Tuesday 07 Jan 2025

Opposition brewing to big ticket changes in TCP Act

Activists feel intent of some of proposals was to undermine Regional Plan 2021

THE GOAN NETWORK | SEPTEMBER 06, 2022, 12:21 AM IST

PANAJI

A convergence of some 100-odd social activists, architects, green activists among others some from well known civil society groups deliberated in minute detail the big ticket changes proposed in the Town and Country Planning Act in the capital city on Monday evening.

Each of the 16 amendments proposed in the TCP Act which were recently published to seek objections and suggestions from the public and stakeholders were examined in minute technical detail and many felt the intent of some of the proposals was to duck and undermine the Regional Plan 2021.

The proposal to grant additional FARs to hospitals, educational institutions and hotels, for instance or the ones which intend to permit golf courses, film cities and farmhouses in hitherto green zones, came in for sharp criticism from multiple participants. 

At the meeting, it was resolved to submit a detailed memorandum of objections and suggestions to each of the 16 proposed amendments.

No group has claimed onus for organising the meeting which was held at the Piedade Institute's hall in the city but several well known personalities from a rainbow of civil society organisations were present.

Some of the prominent participants included Goa Bachao Abhiyan's  (GBA) Dr Sabina Martins and architect Rebboni Saha, Architect Arminio Ribeiro of the Charles Correa Foundation, Anthony D'Silva of the movement against the construction in the Old Goa Heritage Zone, Dr Claude Alvares, Dr Nandini Velho of the Save Mollem movement, green activist Roshan Luke Mathias among others.

The nearly two-hour-long deliberations flagged the proposed Central Business District without locations being known, FAR and other concessions for educational institutes or yoga centres as a blatant effort to bypass RP-2021.

The meeting also resolved to spread awareness about the proposed amendments to the TCP Act and the need to object to them by people from across the State.

Chief Town Planner (Administration) James Mathew, had issued the draft notification last week detailing the proposed changes and had sought objections and suggestions from stakeholders and general public within 30 days.

The objections and suggestions to the draft amended regulations have to be submitted to the Chief Town Planner's office at the TCP department's headquarters in the capital city.

As announced by TCP Minister Vishwajit Rane earlier, the proposed amendments mentioned in Mathew's notification permit golf courses and film cities, as a matter of policy, on chunks of 4-lakh square meters and more of land hitherto zoned 'green' but not in eco-sensitive zone 1, khazans, paddy fields, tenanted agricultural land and forests. 

Residential schools, yoga meditation centres and open sports complexes to be permitted to be built in all land zones, except paddy fields, khazan lands, water bodies, forest and flood-prone areas was another change the proposed amendments seek to effect.

The last time such sweeping changes were proposed by the State government to land-use zoning and development patterns through a Regional Plan back in 2005-06 had to be aborted after resistance sown by civil society groups swelled into a statewide movement spearheaded by the GBA.

DATA |
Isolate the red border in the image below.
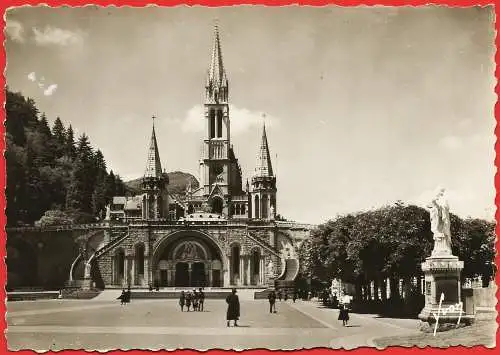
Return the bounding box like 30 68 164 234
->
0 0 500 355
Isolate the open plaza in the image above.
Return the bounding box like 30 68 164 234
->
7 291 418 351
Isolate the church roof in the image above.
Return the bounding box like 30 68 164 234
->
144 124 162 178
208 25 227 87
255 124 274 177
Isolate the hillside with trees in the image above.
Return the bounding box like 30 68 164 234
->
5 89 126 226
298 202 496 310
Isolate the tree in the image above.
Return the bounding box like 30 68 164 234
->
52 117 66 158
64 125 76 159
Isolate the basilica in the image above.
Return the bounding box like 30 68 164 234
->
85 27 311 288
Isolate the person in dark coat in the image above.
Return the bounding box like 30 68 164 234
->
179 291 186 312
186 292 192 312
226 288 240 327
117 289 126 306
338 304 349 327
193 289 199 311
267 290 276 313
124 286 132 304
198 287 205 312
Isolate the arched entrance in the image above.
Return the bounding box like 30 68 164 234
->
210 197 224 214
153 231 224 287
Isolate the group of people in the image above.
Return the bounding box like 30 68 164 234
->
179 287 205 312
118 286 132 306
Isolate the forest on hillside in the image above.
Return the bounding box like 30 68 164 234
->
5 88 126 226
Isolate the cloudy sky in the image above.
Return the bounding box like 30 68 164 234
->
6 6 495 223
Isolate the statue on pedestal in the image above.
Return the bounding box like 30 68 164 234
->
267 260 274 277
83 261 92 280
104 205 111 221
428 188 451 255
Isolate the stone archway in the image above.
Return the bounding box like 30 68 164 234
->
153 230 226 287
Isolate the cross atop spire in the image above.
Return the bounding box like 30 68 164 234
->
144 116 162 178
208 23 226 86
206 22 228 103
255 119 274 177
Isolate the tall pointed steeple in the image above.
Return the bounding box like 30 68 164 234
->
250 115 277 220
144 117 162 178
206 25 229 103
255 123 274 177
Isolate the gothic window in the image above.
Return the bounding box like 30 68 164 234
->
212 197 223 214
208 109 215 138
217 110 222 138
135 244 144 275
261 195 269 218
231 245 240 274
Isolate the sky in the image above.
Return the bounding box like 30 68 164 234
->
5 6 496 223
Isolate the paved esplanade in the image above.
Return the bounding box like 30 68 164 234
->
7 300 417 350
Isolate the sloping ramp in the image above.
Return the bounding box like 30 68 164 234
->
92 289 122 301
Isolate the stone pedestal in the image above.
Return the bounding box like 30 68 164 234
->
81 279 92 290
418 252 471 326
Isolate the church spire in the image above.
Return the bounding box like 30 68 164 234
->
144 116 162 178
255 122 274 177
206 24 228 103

WHAT YOU ARE ASKED TO DO | Copy the stretch of the TCP Act article from "Some of the prominent" through "to bypass RP-2021." word for word.

RESULT OF THIS EXERCISE |
Some of the prominent participants included Goa Bachao Abhiyan's  (GBA) Dr Sabina Martins and architect Rebboni Saha, Architect Arminio Ribeiro of the Charles Correa Foundation, Anthony D'Silva of the movement against the construction in the Old Goa Heritage Zone, Dr Claude Alvares, Dr Nandini Velho of the Save Mollem movement, green activist Roshan Luke Mathias among others.

The nearly two-hour-long deliberations flagged the proposed Central Business District without locations being known, FAR and other concessions for educational institutes or yoga centres as a blatant effort to bypass RP-2021.